El hombre está sumido en su crimen, muerto en su pecado, dice el Apóstol. Todo es corrupción, todo es caos. El universo semeja vivir y, como un herido de muerte, duerme en el fondo de un sepulcro (Salmo 87, v.6).

Una sola palabra de María, y todo vuelve a la vida y se obra una nueva creación. "¡Oh Soberana, añade San Bernardo, dejad caer de vuestros labios esa palabra que el cielo y la tierra esperan con ansiedad, El mismo Señor desea vuestra respuesta. Pronunciad esa palabra de adhesión y el gozo inundará todos los corazones!". Y ¿puede María pronunciar esa palabra sin comprender su significado? "No, escribe San Bernardino de Siena, pues dicha palabra, si Ella la pronuncia, haciéndole engendrar al Salvador, la fija sin piedad a su Cruz y la consagra a las exigencias implacables de la Justicia divina. Es, pues, razonable, añade el mismo gran Doctor, que sólo en la plenitud de su voluntad, Ella la deja caer de sus labios conllevando esto a su vez una plenitud de conocimiento" (S. Bernardino de Siena, Serm. IV, art. III, c. I, sobre la Inmac. Conc.).

Así, Dios le depara un ángel para proponerle la Maternidad divina y el misterio insondable de la redención de la humanidad por medio de la Encarnación. Una vez informada de los deseos del Altísimo, María da su consentimiento, diciendo:

"Hágase en Mí según tu palabra" (Lc 1,38).

Súbitamente, los cielos se abren, el Hijo del Eterno desciende al seno de María; todos los torrentes de la gracia caen sobre Ella con una plenitud maravillosa que solo Dios puede comprender (Bula de Pío IX); y el cuerpo del Verbo Encarnado "incontinenti" se forma de su sangre virginal mediante la acción maravillosa y omnipotente del Espíritu Santo que, en el momento mismo de la creación del alma de Jesús, la une a su sagrado cuerpo y le da a ese cuerpo, desde el primer instante, un organismo completo (Sto. Tomás y Suárez), y a esa alma tan bella, la plenitud de sus facultades (San Bernardo, Missus est,. Hom. 11,9).

Entradas de la colección
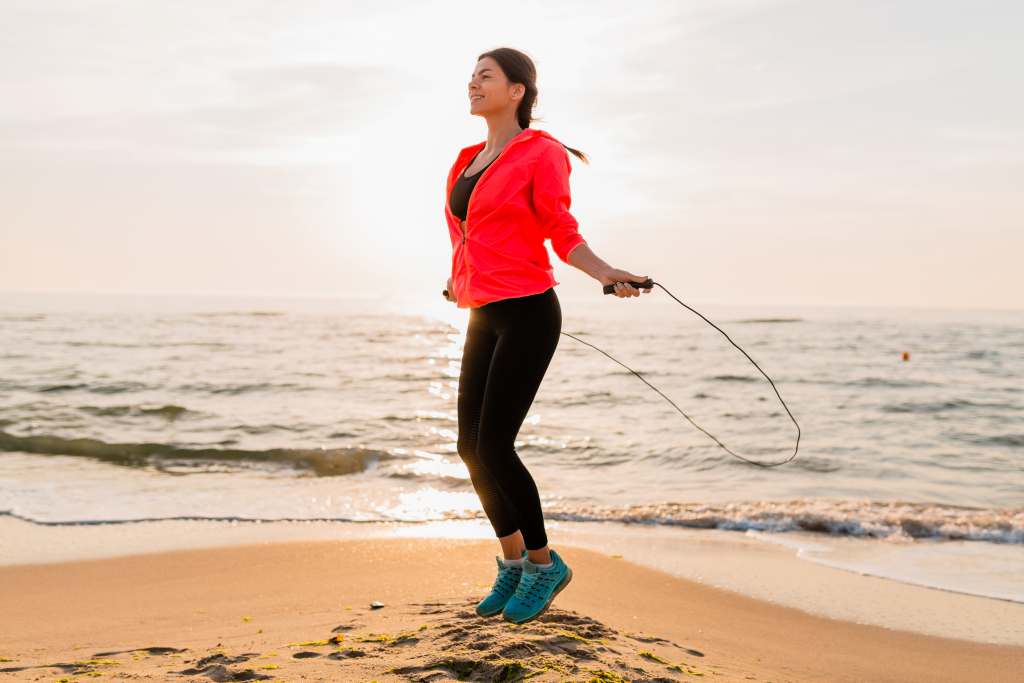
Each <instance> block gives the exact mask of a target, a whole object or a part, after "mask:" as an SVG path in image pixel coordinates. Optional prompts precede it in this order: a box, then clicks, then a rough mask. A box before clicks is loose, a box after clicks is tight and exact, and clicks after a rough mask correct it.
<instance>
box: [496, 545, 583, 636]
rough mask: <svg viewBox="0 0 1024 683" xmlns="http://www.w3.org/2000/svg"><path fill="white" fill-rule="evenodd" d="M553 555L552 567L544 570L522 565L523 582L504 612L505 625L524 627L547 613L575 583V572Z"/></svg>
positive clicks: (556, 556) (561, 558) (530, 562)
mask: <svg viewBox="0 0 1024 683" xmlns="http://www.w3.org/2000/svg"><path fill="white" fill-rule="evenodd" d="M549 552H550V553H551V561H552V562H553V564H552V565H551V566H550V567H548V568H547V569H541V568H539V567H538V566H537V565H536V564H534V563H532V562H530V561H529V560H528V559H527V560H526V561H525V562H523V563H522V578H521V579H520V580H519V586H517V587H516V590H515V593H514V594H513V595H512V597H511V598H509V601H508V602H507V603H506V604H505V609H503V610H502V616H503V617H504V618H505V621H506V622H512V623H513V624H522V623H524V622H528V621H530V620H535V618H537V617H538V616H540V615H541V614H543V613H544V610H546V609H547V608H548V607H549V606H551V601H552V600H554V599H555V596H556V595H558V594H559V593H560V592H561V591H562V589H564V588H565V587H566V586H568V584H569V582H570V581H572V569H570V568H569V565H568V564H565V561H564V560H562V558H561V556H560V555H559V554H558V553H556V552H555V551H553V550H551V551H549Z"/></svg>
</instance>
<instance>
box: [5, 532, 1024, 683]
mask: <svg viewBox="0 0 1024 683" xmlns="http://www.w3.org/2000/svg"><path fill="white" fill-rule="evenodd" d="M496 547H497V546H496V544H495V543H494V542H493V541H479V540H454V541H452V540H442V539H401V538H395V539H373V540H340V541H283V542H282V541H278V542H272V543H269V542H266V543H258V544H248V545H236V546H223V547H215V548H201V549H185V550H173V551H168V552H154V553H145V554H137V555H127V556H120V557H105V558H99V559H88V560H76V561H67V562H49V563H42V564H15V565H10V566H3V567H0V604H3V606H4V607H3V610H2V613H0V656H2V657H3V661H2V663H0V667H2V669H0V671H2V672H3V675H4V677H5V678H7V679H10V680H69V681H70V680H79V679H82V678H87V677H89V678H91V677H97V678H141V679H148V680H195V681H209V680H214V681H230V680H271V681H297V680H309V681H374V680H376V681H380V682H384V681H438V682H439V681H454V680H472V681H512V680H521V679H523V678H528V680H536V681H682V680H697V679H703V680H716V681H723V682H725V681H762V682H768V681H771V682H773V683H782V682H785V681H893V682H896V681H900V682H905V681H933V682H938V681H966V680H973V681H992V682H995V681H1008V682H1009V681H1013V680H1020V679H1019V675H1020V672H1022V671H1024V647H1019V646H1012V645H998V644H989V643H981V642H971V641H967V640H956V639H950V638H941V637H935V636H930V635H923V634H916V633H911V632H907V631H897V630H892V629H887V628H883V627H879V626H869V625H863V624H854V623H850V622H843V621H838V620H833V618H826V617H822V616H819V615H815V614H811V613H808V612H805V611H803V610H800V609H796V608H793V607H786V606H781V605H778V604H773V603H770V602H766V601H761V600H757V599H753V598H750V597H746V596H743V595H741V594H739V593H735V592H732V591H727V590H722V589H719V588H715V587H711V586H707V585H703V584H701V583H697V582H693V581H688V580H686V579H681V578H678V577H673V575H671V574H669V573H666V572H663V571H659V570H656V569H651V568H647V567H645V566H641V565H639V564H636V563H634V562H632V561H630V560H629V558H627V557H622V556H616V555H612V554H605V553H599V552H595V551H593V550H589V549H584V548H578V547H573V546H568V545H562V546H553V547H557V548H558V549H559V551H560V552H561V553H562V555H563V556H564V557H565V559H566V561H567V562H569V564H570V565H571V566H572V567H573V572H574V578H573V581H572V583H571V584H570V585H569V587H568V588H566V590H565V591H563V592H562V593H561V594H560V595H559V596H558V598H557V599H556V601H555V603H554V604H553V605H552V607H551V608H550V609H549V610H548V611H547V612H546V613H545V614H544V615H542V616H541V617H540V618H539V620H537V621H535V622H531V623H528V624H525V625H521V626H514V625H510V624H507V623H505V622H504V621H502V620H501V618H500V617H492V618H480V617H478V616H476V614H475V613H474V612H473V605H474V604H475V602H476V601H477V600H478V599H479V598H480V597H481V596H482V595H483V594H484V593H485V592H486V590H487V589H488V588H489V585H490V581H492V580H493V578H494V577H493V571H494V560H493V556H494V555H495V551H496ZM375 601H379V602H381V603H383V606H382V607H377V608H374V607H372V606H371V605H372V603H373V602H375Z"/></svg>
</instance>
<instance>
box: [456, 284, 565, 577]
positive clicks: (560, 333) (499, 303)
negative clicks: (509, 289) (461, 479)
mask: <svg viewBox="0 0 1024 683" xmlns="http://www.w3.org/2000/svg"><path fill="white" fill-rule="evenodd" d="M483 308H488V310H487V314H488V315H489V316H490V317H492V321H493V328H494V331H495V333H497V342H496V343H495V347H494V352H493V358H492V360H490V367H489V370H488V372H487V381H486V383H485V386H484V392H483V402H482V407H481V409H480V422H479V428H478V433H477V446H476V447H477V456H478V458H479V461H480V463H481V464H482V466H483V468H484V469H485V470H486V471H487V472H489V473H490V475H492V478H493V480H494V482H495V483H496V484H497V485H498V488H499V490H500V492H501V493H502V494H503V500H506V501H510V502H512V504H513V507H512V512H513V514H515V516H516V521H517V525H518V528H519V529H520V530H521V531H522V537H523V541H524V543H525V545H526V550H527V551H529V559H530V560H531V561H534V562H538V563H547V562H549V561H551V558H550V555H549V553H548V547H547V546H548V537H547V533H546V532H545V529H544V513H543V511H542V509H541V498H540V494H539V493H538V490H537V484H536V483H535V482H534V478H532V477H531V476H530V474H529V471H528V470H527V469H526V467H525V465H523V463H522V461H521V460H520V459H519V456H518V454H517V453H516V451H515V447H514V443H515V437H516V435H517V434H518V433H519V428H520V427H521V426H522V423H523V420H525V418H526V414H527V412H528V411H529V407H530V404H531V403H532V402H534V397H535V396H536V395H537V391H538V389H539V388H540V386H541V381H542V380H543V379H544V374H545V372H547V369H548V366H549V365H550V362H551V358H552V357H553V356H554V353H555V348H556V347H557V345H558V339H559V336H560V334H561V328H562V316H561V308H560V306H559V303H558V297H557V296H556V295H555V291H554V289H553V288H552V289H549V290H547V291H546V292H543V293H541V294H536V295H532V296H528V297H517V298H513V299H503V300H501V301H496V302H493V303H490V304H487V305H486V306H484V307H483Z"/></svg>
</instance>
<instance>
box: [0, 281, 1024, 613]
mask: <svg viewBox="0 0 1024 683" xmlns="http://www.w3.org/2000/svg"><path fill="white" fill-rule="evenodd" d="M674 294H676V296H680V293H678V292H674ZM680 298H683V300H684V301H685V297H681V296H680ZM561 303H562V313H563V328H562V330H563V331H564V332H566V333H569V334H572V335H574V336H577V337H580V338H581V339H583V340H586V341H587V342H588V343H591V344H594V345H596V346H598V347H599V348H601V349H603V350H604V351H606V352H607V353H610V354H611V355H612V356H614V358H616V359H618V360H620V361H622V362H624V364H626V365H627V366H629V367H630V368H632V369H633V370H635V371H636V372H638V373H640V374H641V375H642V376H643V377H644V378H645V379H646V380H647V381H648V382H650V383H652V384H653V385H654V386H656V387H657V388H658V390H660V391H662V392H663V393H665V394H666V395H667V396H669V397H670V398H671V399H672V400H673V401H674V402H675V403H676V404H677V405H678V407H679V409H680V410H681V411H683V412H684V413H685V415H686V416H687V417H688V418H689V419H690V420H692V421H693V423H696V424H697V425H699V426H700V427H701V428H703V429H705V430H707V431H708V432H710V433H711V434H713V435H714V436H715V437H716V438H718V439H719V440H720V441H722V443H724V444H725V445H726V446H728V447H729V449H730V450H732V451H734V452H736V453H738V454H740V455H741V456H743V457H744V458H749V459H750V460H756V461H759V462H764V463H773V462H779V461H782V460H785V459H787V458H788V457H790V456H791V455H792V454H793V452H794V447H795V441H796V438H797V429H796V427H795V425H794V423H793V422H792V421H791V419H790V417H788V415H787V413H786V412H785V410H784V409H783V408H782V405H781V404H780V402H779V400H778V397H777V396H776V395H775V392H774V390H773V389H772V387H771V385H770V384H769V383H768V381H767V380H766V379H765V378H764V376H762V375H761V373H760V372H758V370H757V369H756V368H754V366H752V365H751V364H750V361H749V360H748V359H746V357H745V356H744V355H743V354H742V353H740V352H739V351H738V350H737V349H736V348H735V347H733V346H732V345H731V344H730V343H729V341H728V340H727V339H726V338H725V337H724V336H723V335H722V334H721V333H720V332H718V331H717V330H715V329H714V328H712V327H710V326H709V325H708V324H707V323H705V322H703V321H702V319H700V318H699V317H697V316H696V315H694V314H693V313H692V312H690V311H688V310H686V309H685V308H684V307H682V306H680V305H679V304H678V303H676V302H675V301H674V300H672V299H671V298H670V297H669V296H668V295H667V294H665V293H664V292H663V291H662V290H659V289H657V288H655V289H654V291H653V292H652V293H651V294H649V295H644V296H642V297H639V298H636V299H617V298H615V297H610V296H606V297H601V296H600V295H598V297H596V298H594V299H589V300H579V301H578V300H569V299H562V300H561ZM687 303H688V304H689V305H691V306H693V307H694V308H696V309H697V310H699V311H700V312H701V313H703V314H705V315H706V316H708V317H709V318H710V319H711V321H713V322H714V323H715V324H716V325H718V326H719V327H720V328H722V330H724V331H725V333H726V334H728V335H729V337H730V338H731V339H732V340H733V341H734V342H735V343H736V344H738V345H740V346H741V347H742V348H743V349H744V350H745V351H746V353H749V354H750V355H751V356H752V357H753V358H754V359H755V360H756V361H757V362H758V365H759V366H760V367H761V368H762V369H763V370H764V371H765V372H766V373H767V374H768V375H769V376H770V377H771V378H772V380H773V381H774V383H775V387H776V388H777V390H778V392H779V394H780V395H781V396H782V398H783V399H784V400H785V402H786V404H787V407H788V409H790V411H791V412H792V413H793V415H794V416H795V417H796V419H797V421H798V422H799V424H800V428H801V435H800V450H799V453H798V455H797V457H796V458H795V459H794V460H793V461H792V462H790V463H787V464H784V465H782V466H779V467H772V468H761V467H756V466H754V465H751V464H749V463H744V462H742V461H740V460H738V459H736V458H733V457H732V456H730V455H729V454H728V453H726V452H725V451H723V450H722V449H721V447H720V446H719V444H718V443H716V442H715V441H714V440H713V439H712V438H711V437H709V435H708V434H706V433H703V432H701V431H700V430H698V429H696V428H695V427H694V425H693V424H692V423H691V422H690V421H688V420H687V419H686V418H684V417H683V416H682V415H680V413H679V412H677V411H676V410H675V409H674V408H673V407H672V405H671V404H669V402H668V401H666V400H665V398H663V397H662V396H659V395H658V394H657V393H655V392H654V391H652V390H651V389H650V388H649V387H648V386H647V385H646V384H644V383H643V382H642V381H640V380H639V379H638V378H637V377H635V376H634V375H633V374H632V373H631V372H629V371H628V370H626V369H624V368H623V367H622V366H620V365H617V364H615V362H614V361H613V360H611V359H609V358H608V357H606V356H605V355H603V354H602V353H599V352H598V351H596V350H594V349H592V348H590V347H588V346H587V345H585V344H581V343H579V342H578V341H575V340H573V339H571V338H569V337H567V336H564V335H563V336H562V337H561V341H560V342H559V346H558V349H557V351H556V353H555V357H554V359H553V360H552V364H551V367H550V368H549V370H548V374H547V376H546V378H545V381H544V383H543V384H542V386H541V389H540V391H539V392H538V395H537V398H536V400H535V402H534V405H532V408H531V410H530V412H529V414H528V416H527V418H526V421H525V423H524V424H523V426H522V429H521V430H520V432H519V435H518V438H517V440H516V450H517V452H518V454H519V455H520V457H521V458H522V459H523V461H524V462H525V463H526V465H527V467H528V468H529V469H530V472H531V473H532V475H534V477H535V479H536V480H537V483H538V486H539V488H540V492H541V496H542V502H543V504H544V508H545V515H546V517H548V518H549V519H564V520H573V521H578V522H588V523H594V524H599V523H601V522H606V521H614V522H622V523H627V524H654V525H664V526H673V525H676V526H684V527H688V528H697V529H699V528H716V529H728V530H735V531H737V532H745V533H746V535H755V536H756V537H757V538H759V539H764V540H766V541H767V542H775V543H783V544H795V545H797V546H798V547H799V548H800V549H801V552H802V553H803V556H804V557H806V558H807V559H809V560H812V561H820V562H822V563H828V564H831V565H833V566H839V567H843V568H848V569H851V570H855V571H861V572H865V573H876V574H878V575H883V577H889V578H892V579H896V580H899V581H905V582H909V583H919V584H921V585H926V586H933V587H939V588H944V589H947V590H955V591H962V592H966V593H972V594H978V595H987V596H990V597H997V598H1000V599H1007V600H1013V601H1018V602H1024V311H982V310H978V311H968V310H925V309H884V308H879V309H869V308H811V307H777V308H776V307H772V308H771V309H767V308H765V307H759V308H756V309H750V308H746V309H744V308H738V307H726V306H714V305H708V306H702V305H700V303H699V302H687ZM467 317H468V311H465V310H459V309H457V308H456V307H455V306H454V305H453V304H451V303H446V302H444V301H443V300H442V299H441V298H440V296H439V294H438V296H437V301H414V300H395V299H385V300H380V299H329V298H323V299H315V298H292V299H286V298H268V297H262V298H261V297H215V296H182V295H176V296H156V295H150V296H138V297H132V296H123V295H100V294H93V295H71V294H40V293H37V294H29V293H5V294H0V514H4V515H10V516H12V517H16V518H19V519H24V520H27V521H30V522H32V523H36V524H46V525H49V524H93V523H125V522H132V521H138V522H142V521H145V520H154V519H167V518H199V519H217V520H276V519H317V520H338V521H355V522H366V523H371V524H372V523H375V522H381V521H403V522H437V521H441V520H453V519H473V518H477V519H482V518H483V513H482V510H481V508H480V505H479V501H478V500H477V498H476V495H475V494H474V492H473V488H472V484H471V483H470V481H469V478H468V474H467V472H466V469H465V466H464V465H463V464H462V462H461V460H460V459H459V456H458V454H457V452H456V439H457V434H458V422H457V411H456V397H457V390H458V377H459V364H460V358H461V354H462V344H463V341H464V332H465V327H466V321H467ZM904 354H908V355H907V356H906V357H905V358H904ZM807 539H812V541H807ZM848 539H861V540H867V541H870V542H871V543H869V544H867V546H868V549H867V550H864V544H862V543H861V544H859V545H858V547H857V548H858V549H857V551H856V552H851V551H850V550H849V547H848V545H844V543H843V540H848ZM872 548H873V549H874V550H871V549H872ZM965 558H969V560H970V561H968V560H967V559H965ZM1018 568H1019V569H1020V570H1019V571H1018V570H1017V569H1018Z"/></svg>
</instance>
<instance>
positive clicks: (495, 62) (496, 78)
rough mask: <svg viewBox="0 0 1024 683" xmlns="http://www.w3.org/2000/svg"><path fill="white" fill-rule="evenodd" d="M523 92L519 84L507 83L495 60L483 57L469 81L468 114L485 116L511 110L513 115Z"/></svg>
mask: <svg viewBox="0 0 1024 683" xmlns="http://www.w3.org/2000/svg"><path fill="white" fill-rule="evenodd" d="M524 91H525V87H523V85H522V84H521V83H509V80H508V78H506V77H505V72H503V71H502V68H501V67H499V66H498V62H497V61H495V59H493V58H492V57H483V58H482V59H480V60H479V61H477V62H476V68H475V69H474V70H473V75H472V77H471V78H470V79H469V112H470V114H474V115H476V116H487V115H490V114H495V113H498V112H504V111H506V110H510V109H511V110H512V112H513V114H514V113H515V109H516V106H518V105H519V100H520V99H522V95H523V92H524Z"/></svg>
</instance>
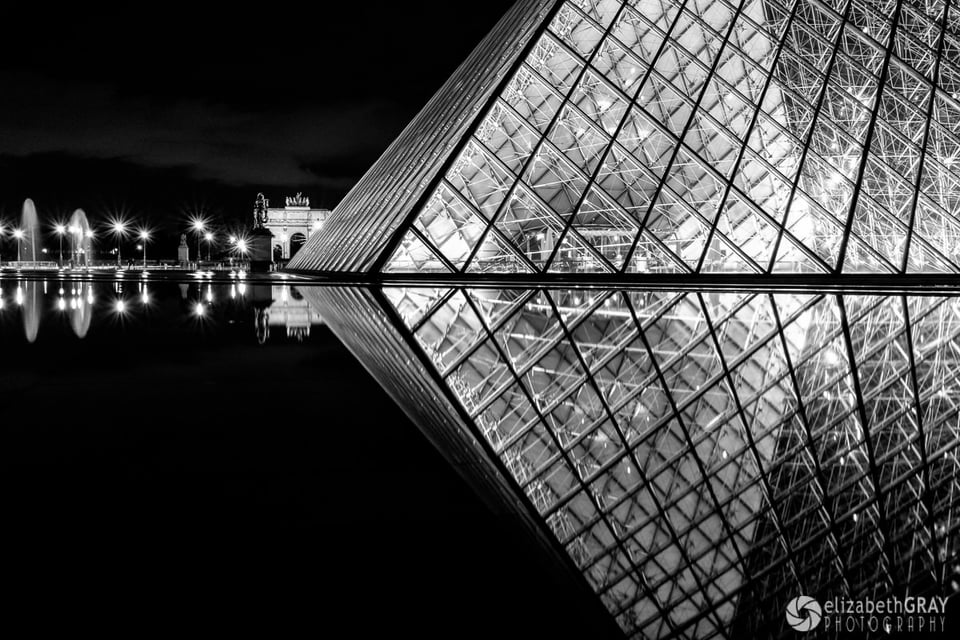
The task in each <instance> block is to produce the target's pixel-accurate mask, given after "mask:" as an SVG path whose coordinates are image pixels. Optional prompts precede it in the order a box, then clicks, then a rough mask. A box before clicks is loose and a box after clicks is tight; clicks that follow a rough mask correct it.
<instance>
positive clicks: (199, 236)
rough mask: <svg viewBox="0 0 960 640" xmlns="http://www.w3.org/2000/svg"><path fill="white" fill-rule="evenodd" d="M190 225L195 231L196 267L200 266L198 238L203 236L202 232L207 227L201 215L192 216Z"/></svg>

*TAREAS PENDIENTES*:
(1) Según el pasaje sobre la Anunciación, ¿de qué se forma el cuerpo del Verbo Encarnado?
(2) Prosigue el pasaje sobre la Anunciación a partir de su última oración.
Las líneas son material independiente del pasaje sobre la Anunciación.

*RESULTADOS OBTENIDOS*:
(1) De la sangre virginal de María, mediante la acción del Espíritu Santo.

(2)
Además, por la unión hipostática, Dios y el hombre, en Jesucristo, no son más que una y la misma Persona, la Persona del Verbo, y así, María es verdaderamente Madre de Dios; su Hijo es el Hijo del Padre Eterno y, precisamente, por esa afín igualdad, Jesús es Hijo de María e Hijo de Dios, (San Bernardo, ibíd., Sto. Tomás de Villanueva, Serm. sobre la Anunciación).

"El Verbo divino, dice Alcuino, al venir a María para encarnarse, no abandona el seno del Padre; estando todo entero, en todas partes y perfecto en todo, la plenitud de la divinidad no podía quedar dividida. Y así, todo el Hijo está en el Padre y todo el Hijo reside en el seno de la Virgen" (Alcuino, de Fide Trin, libr. III, c. XI). De donde resulta, añade San Fulgencio, que "María engendra verdaderamente en el tiempo al mismo Hijo que Dios engendra desde toda la eternidad" (San Fulgencio, de Epist., XVII, c. III, n.7). "¡Qué profundo abismo el de la Maternidad divina! El ojo, espantado, apenas osa sondear toda su inmensidad" (San Pedro Damián, Serm. de Nativ. B.M.V.).

Así pues, Dios, al unir la persona de su Verbo a la humanidad, haciéndole hombre en el casto seno de María, le ha dado, por medio de Ella, un nuevo modo de ser que El no tenía anteriormente. Esta nueva manera de ser se convierte, ciertamente, en un modo de ser propio y personal del Verbo de Dios hasta el punto de que, en verdad, se pueda decir de Él, como del resto de los hombres: Ha nacido, se ha hecho visible, sufre, muere.. . Y como es María Quien ha concebido y engendrado al Verbo según su naturaleza humana, nueva manera de ser que hace de El un hombre-Dios, un Dios-hombre, en una sola persona que es la del Verbo, de ahí se sigue que María es verdaderamente la Madre de Dios. Lo que hace decir a Cornelio a Lapide "que, por la Encarnación, Dios Padre se digna asociar a María a su generación a fin de que Ella se convierta en Madre del propio Hijo cuyo Padre es El mismo. El mismo Hijo que Él engendró como Dios es el mismo que María engendra como hombre" (Sobre Lc, c. IV, 46).

¡Qué grandeza y qué sublimidad sin parecido alguno! ¡Misterio insondable!

En previsión de su Maternidad, María se convierte como en depósito de todos los dones divinos. Ella los posee en tal plenitud, lo hemos dicho ya con San Bernardino de Siena y el inmortal Pío IX, que nadie más que sólo Dios puede conocerlos. Así, el Ángel la proclama llena de gracia, antes del misterio de la Encarnación.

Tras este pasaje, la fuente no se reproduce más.